» DIRECTIONS
[1] Using the passage on Abraham's faith, decide whether each statement agrees with it: (a) Abraham lied about his wife more than once before Isaac was born; (b) the passage lists four human fears that Abraham moved beyond; (c) the question "Is anything too hard for the Lord?" is cited as 18:14. Answer yes or no for each, and quote the words that decide it.
[2] Reproduce the part of the passage on Abraham's faith starting at "But God rebuked" and ending at "promise, was born.".

[start TEXT PASSAGE]

But God rebuked them: "Is anything too hard for the Lord?" (18:14). And so Abraham made another counter-intuitive and subversive choice; he believed that God had the power to perform what He had promised. He trusted that God is a God who "gives life to the dead and calls things that are not as though they were" (Romans 4:17, 21). Abraham moved beyond his fear of powerlessness to faith that God could, quite literally, make something out of nothing. After several false starts that included repeatedly lying about his wife, and bearing children by his slave Hagar, Isaac, the son of promise, was born. 

When God called him, Abraham subverted conventional wisdom and moved beyond understandable human fears — ignorance, inclusion, and impotence. Instead of lamenting his ignorance and the loss of control, he embarked upon a journey into the unknown. Instead of fearing inclusion of the strange and the outsider, he gave himself to God's promise of a universal blessing for the whole earth. In the face of his profound impotence, he believed that God could do the impossible. In doing so, Abraham became "the father of us all."

[end TEXT PASSAGE]
[start DATA EXCERPTS]

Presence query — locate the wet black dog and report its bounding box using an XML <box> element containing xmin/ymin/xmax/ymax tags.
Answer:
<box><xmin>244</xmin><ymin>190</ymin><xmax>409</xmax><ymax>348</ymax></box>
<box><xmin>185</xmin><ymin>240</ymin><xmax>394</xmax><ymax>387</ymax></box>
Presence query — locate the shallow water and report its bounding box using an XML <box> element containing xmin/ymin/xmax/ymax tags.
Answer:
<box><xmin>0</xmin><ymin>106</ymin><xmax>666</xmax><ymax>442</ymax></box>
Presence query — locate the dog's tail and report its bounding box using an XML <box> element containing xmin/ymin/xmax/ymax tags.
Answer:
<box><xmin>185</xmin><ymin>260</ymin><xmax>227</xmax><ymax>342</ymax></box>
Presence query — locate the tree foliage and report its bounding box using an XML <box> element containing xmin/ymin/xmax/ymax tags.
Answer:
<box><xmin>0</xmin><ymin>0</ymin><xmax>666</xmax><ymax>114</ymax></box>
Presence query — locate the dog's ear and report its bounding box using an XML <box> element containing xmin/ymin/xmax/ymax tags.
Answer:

[end DATA EXCERPTS]

» EXPECTED OUTPUTS
[1]
(a) Yes: "repeatedly lying about his wife"
(b) No: "ignorance, inclusion, and impotence"
(c) Yes: "Is anything too hard for the Lord?" (18:14)

[2]
But God rebuked them: "Is anything too hard for the Lord?" (18:14). And so Abraham made another counter-intuitive and subversive choice; he believed that God had the power to perform what He had promised. He trusted that God is a God who "gives life to the dead and calls things that are not as though they were" (Romans 4:17, 21). Abraham moved beyond his fear of powerlessness to faith that God could, quite literally, make something out of nothing. After several false starts that included repeatedly lying about his wife, and bearing children by his slave Hagar, Isaac, the son of promise, was born.